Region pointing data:
====

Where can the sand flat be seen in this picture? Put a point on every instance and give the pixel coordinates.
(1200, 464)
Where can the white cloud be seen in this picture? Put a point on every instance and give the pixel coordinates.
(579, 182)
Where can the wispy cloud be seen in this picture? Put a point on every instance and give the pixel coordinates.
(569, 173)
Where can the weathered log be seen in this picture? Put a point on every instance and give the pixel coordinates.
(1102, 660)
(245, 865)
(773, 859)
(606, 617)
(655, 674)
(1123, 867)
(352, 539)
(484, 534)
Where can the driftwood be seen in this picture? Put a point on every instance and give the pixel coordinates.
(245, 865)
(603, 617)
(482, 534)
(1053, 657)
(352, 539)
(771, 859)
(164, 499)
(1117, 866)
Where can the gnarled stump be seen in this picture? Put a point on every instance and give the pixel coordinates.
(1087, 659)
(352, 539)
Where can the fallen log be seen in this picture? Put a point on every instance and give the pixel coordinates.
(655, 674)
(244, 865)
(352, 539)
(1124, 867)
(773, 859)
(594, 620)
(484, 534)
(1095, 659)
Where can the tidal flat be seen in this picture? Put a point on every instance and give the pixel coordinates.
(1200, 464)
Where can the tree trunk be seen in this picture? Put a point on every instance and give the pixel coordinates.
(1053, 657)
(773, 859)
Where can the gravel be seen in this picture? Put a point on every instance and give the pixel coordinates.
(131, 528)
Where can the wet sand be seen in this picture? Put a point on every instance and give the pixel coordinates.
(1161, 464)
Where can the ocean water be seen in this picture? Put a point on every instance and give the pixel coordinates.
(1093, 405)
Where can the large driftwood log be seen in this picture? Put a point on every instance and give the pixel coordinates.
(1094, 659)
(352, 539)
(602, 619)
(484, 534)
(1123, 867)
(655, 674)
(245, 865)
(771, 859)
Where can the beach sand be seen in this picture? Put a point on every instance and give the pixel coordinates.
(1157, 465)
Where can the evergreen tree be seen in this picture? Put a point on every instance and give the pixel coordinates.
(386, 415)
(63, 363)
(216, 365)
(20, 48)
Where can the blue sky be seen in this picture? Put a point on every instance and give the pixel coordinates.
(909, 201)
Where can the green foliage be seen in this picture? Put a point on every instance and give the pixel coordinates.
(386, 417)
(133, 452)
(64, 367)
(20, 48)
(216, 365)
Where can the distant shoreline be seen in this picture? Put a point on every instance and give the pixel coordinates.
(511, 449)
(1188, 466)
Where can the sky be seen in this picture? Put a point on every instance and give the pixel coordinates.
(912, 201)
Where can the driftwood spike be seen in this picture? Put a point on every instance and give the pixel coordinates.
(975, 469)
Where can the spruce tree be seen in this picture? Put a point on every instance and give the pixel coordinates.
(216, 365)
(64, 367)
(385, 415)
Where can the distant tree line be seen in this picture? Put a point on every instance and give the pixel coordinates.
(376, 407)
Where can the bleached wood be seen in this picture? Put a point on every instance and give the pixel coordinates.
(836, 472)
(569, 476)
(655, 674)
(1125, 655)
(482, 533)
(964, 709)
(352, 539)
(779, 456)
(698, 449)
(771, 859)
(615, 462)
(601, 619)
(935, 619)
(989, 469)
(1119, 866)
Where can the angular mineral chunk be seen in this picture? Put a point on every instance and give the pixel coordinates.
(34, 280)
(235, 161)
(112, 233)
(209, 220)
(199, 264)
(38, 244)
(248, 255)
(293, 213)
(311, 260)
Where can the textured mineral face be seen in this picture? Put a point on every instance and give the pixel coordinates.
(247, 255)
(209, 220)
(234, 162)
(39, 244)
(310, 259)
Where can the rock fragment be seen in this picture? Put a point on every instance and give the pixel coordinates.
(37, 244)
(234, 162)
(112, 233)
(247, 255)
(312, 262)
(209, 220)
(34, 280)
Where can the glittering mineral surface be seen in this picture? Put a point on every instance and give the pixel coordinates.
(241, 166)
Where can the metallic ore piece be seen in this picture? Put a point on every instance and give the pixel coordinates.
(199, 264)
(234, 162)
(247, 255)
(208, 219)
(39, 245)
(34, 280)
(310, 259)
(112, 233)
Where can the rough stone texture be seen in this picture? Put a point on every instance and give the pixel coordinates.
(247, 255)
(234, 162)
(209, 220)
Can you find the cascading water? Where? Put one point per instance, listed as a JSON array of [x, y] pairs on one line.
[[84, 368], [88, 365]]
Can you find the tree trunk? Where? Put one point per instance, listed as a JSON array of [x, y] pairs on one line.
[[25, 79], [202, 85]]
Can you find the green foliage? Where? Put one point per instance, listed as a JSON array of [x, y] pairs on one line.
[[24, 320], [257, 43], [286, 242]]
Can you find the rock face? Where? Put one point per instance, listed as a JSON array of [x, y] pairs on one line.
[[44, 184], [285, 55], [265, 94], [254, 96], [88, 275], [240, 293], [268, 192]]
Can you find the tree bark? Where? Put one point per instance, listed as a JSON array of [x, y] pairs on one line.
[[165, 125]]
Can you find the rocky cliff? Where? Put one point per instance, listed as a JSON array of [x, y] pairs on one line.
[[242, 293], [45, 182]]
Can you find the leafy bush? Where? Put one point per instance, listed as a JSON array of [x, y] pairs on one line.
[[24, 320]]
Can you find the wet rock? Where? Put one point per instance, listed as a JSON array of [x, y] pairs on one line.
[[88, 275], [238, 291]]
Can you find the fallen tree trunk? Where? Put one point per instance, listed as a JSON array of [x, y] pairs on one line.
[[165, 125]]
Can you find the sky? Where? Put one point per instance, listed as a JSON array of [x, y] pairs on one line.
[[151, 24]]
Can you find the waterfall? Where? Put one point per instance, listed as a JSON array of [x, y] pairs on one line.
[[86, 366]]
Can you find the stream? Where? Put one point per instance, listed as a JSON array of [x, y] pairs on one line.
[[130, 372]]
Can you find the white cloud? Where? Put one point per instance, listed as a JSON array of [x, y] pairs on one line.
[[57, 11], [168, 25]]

====

▶ _WHAT TO PRODUCE_
Without altering a single word, transcribe the entries above.

▶ _RESULT OF THE EXERCISE_
Where can the sand flat be seen in this picture? Put a point on every instance and give the pixel coordinates.
(1200, 464)
Where can the white cloud be seen in this picture? Put a point on every instance and give the pixel coordinates.
(579, 182)
Where can the wispy cloud be seen in this picture? Put a point on every instance and give the pixel coordinates.
(569, 173)
Where can the weathered log be seen in this picture? Put a point on every instance and give the pixel coordinates.
(1102, 660)
(245, 865)
(773, 859)
(606, 617)
(655, 674)
(1123, 867)
(352, 539)
(484, 534)
Where can the driftwood be seen in this picture? Put a point on every instance and give the pixel coordinates.
(245, 865)
(603, 617)
(482, 534)
(1053, 657)
(352, 539)
(771, 859)
(164, 499)
(1117, 866)
Where can the gnarled stump be seen in this picture? Put a point on every instance and give the pixel coordinates.
(1087, 659)
(352, 539)
Where can the fallen log be seen in this picture? Put a point on every instance and give the pixel coordinates.
(655, 674)
(244, 865)
(352, 539)
(1124, 867)
(773, 859)
(594, 620)
(484, 534)
(1095, 659)
Where can the tidal flat be seen in this picture? Put a point on every instance and give the pixel coordinates.
(1200, 464)
Where can the tree trunk be seen in this picture? Put a point on every instance and give the pixel coordinates.
(1053, 657)
(773, 859)
Where can the gravel be seen in this picture? Put a point on every instance and give the pixel coordinates.
(131, 528)
Where can the wet sand be seen in this picture? Put a point on every instance and give the pixel coordinates.
(1161, 464)
Where can the ocean water be seen in this picture? Put a point on every instance and give the pixel coordinates.
(1093, 405)
Where can the large driftwood log be seen in this picture? Put a point on every instance and give the pixel coordinates.
(1094, 659)
(352, 539)
(602, 619)
(484, 534)
(1123, 867)
(655, 674)
(245, 865)
(771, 859)
Where can the beach sand be seen in this picture? Put a point on every instance and give the pixel coordinates.
(1157, 465)
Where can the evergreen tree be seen in this picture? Put a point on every instance and give the pixel coordinates.
(386, 415)
(63, 363)
(216, 365)
(20, 48)
Where can the blue sky be seen in this picture? Put a point on every instance and give the pixel coordinates.
(909, 201)
Where can the green foliage be seen in this picture? Put a point on every instance and give the pixel coordinates.
(386, 417)
(133, 452)
(64, 367)
(20, 48)
(216, 365)
Where can the distant shoreline be seen in this picture? Put a point on every instance and give the pixel coordinates.
(511, 449)
(1188, 466)
Where can the sky be seen in this picture? Put a point on every instance and give the pixel coordinates.
(912, 201)
Where can the driftwood spike be seen in this picture? Put a point on every instance and give the pixel coordinates.
(975, 469)
Where can the spruce tree be seen in this picture? Put a point on every instance and give the pixel coordinates.
(216, 365)
(64, 367)
(385, 415)
Where can the distant tree line be seen in this picture? Put a point on every instance and give the pixel coordinates.
(376, 407)
Where can the bleached wood be seen in this picture? Put a point on every instance and give the pixel coordinates.
(836, 472)
(569, 476)
(655, 674)
(1125, 655)
(482, 533)
(964, 709)
(352, 539)
(779, 456)
(698, 449)
(771, 859)
(615, 462)
(601, 619)
(935, 619)
(989, 469)
(1119, 866)
Where can the angular mineral chunk be seen in this picture? Put a point on every instance and give the pixel coordinates.
(34, 280)
(235, 161)
(112, 233)
(209, 220)
(199, 264)
(38, 244)
(248, 255)
(293, 213)
(311, 260)
Where can the textured mineral face be seen in this picture? Put a point on every instance and give the pixel coordinates.
(247, 255)
(209, 220)
(234, 162)
(39, 244)
(310, 259)
Where can the rock fragment be seen in this picture? Put a point on every instance and give the pixel coordinates.
(37, 244)
(234, 162)
(112, 233)
(247, 255)
(312, 262)
(209, 220)
(34, 280)
Where can the glittering mineral surface be seen in this picture? Put a point on every instance and give the pixel coordinates.
(241, 166)
Where can the metallic ore piece be seen in this picture? Put a point on every instance and give the pixel coordinates.
(199, 264)
(234, 162)
(247, 255)
(208, 219)
(39, 245)
(34, 280)
(310, 259)
(112, 233)
Where can the rough stone texture be seen in this picture? Put a point on every instance and give the pixel coordinates.
(247, 255)
(234, 162)
(209, 220)
Can you find the cascading water? Where? Put one point per instance, listed as a JSON array of [x, y] pairs on one line.
[[84, 368], [88, 365]]
Can you find the tree trunk? Where? Put one point per instance, listed as a JSON array of [x, y] pairs on one line.
[[25, 79], [202, 85]]
Can you find the green foliage? Where? Put one point per instance, listed as a JSON array of [x, y] pairs on one line.
[[24, 320], [257, 43], [286, 242]]
Can you find the rock face? Where? Put one point per instance, listed as a JSON array of [x, y] pairs on one line.
[[44, 184], [285, 55], [265, 94], [254, 96], [88, 275], [240, 293], [268, 192]]
Can you find the tree bark? Where? Put one point per instance, listed as a JSON array of [x, y] pairs on one line.
[[165, 125]]
Can you find the rocky cliff? Where? Put one point per instance, listed as a JSON array of [x, y] pairs on one line.
[[242, 293], [45, 182]]
Can you find the leafy bush? Where? Put one point per instance, listed as a JSON array of [x, y] pairs on one line.
[[24, 320]]
Can you find the wet rock? Where? Put one point per instance, listed as a JSON array of [x, y] pairs on one line.
[[88, 275], [238, 291]]
Can you find the fallen tree trunk? Where? Put one point per instance, listed as a JSON array of [x, y] pairs on one line.
[[165, 125]]
Can you find the sky? Where? Put one point per instance, listed as a JSON array of [x, y] pairs on one line.
[[151, 24]]
Can you find the waterfall? Where? Put one point per instance, listed as a JSON array of [x, y] pairs on one line.
[[86, 366]]
Can you find the stream? Where? Put one point per instance, listed as a JSON array of [x, y] pairs on one line.
[[130, 372]]
Can you find the white cloud? Where? Put one point per instance, listed as a JSON array of [x, y] pairs on one line.
[[57, 11], [168, 25]]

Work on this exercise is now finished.